*WORK TO BE COMPLETED:* In this exercise, every entry is to be copied exactly.

____

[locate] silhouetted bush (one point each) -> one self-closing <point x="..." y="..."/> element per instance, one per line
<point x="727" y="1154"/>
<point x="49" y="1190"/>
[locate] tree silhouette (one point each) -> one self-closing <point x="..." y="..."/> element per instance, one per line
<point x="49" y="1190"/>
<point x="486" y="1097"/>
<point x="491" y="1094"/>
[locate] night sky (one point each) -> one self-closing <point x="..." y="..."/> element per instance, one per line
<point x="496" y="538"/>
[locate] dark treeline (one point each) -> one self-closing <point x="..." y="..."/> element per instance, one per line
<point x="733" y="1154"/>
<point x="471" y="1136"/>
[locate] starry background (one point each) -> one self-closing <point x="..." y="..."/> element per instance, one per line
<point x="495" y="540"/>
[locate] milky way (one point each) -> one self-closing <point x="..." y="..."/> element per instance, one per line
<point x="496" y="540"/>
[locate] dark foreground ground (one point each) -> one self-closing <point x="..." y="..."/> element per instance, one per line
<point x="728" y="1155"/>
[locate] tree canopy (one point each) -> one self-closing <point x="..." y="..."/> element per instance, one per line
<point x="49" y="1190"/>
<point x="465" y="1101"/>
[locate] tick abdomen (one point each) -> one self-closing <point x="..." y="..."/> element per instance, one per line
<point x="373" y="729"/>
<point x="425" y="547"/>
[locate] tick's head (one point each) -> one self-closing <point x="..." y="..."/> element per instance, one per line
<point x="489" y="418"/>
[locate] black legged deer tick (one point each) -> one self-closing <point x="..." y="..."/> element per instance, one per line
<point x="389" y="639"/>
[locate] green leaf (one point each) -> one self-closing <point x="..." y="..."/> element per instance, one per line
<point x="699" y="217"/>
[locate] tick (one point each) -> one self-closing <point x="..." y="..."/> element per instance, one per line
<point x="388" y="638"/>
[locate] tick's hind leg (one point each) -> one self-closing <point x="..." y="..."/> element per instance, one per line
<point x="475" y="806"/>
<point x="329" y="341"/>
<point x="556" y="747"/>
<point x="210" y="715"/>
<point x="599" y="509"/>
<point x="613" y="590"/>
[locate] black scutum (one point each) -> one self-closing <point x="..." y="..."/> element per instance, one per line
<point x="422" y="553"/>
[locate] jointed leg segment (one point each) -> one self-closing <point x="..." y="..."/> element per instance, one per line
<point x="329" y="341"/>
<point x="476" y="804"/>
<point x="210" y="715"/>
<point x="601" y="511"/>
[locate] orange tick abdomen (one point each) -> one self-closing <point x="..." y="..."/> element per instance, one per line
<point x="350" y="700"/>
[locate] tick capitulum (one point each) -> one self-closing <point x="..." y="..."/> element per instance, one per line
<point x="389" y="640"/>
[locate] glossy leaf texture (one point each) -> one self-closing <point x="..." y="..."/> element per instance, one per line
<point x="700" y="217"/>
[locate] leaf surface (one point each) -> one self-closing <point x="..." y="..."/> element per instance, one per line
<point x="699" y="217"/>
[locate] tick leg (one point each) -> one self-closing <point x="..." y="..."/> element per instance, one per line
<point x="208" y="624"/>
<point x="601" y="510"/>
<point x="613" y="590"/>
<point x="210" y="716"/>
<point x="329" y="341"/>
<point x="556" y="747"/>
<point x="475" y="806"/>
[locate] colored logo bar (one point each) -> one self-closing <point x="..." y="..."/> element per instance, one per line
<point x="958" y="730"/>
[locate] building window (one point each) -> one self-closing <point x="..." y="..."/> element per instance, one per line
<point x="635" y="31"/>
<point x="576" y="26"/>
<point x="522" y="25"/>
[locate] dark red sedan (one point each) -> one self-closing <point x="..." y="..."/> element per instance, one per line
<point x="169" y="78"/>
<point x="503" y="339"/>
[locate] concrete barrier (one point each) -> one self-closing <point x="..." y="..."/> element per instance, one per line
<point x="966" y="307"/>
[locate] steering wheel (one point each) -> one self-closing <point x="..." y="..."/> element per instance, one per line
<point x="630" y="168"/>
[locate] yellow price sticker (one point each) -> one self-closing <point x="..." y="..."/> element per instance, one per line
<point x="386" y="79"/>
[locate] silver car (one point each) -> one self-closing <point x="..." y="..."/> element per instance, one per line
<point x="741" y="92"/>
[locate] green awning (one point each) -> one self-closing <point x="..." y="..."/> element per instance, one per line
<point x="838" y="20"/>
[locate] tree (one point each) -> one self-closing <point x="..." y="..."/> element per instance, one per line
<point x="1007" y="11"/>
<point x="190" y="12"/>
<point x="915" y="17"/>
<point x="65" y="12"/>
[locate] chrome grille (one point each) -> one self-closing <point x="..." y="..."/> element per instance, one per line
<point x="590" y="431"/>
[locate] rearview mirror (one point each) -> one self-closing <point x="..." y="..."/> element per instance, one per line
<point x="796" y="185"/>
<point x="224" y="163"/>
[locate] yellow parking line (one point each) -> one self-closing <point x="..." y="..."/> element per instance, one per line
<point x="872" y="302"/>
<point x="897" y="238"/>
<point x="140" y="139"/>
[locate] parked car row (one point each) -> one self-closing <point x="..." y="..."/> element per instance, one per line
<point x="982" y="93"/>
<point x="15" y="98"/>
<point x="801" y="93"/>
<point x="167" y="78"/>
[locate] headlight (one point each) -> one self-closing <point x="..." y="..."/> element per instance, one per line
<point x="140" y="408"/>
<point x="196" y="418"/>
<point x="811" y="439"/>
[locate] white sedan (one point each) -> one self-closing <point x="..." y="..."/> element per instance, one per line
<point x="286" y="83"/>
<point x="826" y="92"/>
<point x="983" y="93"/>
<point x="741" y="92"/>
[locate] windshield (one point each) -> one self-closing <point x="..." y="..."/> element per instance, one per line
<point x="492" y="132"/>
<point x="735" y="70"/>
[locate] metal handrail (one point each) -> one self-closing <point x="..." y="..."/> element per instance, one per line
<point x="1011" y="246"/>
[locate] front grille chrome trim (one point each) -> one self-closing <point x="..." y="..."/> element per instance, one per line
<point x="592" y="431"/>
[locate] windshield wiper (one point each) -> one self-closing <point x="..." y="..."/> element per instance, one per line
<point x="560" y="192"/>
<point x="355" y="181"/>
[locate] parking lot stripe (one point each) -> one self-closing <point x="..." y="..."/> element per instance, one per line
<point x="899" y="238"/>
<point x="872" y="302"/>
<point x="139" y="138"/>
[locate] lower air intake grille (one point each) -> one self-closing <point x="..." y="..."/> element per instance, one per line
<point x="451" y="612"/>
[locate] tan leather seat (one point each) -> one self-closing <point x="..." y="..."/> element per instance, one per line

____

*RESULT BELOW:*
[locate] silhouetted bush (one point each) -> one self-closing <point x="..." y="..."/> element per instance, one per line
<point x="727" y="1154"/>
<point x="49" y="1190"/>
[locate] tree silhouette (one point each) -> one self-closing <point x="..." y="..."/> element per instance, one per line
<point x="49" y="1190"/>
<point x="486" y="1097"/>
<point x="491" y="1094"/>
[locate] night sky (one point each) -> one self-closing <point x="..." y="..."/> element per instance, one per line
<point x="496" y="538"/>
[locate] dark treeline (one point each) -> one self-closing <point x="..." y="..."/> element per instance, one per line
<point x="733" y="1154"/>
<point x="471" y="1136"/>
[locate] starry background (one point each) -> one self-closing <point x="..." y="..."/> element per instance, one per line
<point x="495" y="540"/>
[locate] milky way (one point each) -> one self-closing <point x="..." y="..."/> element per instance, one per line
<point x="496" y="540"/>
[locate] dark foreground ground (one point each) -> one self-closing <point x="..." y="..."/> element per instance, one per line
<point x="728" y="1155"/>
[locate] tree canopy (one point each) -> one self-closing <point x="..." y="..."/> element per instance, one per line
<point x="49" y="1190"/>
<point x="465" y="1101"/>
[locate] tick abdomen (one point each) -> one self-closing <point x="..." y="..."/> element per instance, one per line
<point x="373" y="729"/>
<point x="425" y="547"/>
[locate] tick's head (one point each) -> one self-closing <point x="..." y="..."/> element per instance, one per line
<point x="489" y="418"/>
[locate] black legged deer tick (one point each) -> one self-closing <point x="..." y="..."/> element per instance, one per line
<point x="389" y="639"/>
[locate] green leaf (one point each) -> one self-closing <point x="..." y="..."/> element per instance, one per line
<point x="699" y="217"/>
[locate] tick (one point each) -> one self-closing <point x="..." y="..."/> element per instance, one per line
<point x="388" y="638"/>
[locate] tick's hind leg (one point each) -> one self-closing <point x="..." y="..."/> element per instance, one per line
<point x="475" y="806"/>
<point x="329" y="341"/>
<point x="556" y="747"/>
<point x="210" y="715"/>
<point x="599" y="509"/>
<point x="613" y="590"/>
[locate] black scutum (one point each) -> one self-closing <point x="..." y="..."/> element per instance, one per line
<point x="422" y="553"/>
[locate] jointed leg segment (one point each) -> one self-closing <point x="..." y="..."/> element per instance, one per line
<point x="329" y="341"/>
<point x="476" y="804"/>
<point x="210" y="715"/>
<point x="601" y="511"/>
[locate] orange tick abdomen (one point each) -> one self-closing <point x="..." y="..."/> element per instance, one per line
<point x="350" y="700"/>
[locate] tick capitulum (one point each) -> one self-closing <point x="..." y="..."/> element per instance, one per line
<point x="389" y="640"/>
[locate] glossy leaf texture (one point each) -> one self-closing <point x="..." y="..."/> element per instance, one per line
<point x="700" y="217"/>
[locate] leaf surface (one point each) -> one self-closing <point x="..." y="..."/> element per instance, one per line
<point x="699" y="217"/>
[locate] tick leg (one point each) -> one self-closing <point x="..." y="..."/> element per instance, one per line
<point x="208" y="624"/>
<point x="601" y="510"/>
<point x="613" y="590"/>
<point x="210" y="716"/>
<point x="329" y="341"/>
<point x="556" y="747"/>
<point x="475" y="806"/>
[locate] colored logo bar (one point each) -> one self-closing <point x="..." y="..."/> element per instance, one per line
<point x="958" y="730"/>
[locate] building window (one point each) -> one self-closing <point x="..." y="..."/> element per instance, one per line
<point x="635" y="31"/>
<point x="576" y="26"/>
<point x="522" y="25"/>
[locate] dark red sedan (one point each) -> one self-closing <point x="..." y="..."/> element per instance, one per line
<point x="169" y="78"/>
<point x="503" y="339"/>
[locate] concrete barrier (one point each) -> one self-closing <point x="..." y="..."/> element per instance, one per line
<point x="966" y="307"/>
[locate] steering wheel (one point each) -> one self-closing <point x="..." y="..."/> element per instance, one per line
<point x="630" y="168"/>
[locate] yellow price sticker (one point each) -> one self-closing <point x="..." y="..."/> element per instance, one per line
<point x="386" y="79"/>
[locate] silver car (one point each) -> one self-closing <point x="..." y="..."/> element per instance, one per line
<point x="741" y="92"/>
[locate] green awning (one point each) -> one self-closing <point x="..." y="..."/> element per instance, one per line
<point x="838" y="20"/>
[locate] tree (one point each) -> one self-closing <point x="..." y="..."/> element per instance, one per line
<point x="1007" y="11"/>
<point x="190" y="12"/>
<point x="915" y="17"/>
<point x="65" y="12"/>
[locate] chrome grille (one point each) -> one self-closing <point x="..." y="..."/> element per instance, one per line
<point x="590" y="431"/>
[locate] rearview mirror (one point each) -> one self-closing <point x="..." y="..."/> element per instance, one per line
<point x="796" y="185"/>
<point x="224" y="163"/>
[locate] yellow parking line (one point each) -> one self-closing <point x="..." y="..."/> element per instance, one per line
<point x="872" y="302"/>
<point x="897" y="238"/>
<point x="140" y="139"/>
[locate] parked car row (one point each) -> one self-closing <point x="..." y="..."/> element per instance, one per line
<point x="982" y="93"/>
<point x="15" y="98"/>
<point x="801" y="93"/>
<point x="167" y="78"/>
[locate] headlight (one point each) -> one self-closing <point x="..." y="..."/> element per instance, one per line
<point x="140" y="408"/>
<point x="196" y="418"/>
<point x="811" y="439"/>
[locate] white sedan (one point each) -> one self-closing <point x="..." y="..."/> element per instance, one per line
<point x="286" y="83"/>
<point x="826" y="92"/>
<point x="983" y="93"/>
<point x="741" y="92"/>
[locate] windshield (one point each) -> one self-closing <point x="..." y="..."/> element per instance, one per line
<point x="492" y="132"/>
<point x="735" y="70"/>
[locate] metal handrail (one point each) -> one self-closing <point x="..." y="..."/> element per instance, one per line
<point x="1011" y="246"/>
[locate] front grille chrome trim (one point each) -> one self-closing <point x="..." y="..."/> element per instance, one per line
<point x="592" y="431"/>
[locate] windshield wiper (one point each) -> one self-closing <point x="..." y="..."/> element per instance, one per line
<point x="560" y="192"/>
<point x="355" y="181"/>
[locate] parking lot stripe (one point each) -> one self-closing <point x="..." y="..."/> element per instance, one per line
<point x="899" y="238"/>
<point x="872" y="302"/>
<point x="139" y="138"/>
[locate] lower air intake grille (one point each) -> one self-closing <point x="..." y="..."/> element per instance, one per line
<point x="451" y="612"/>
[locate] tan leather seat (one point each) -> one self-closing <point x="..." y="..."/> element per instance, one per line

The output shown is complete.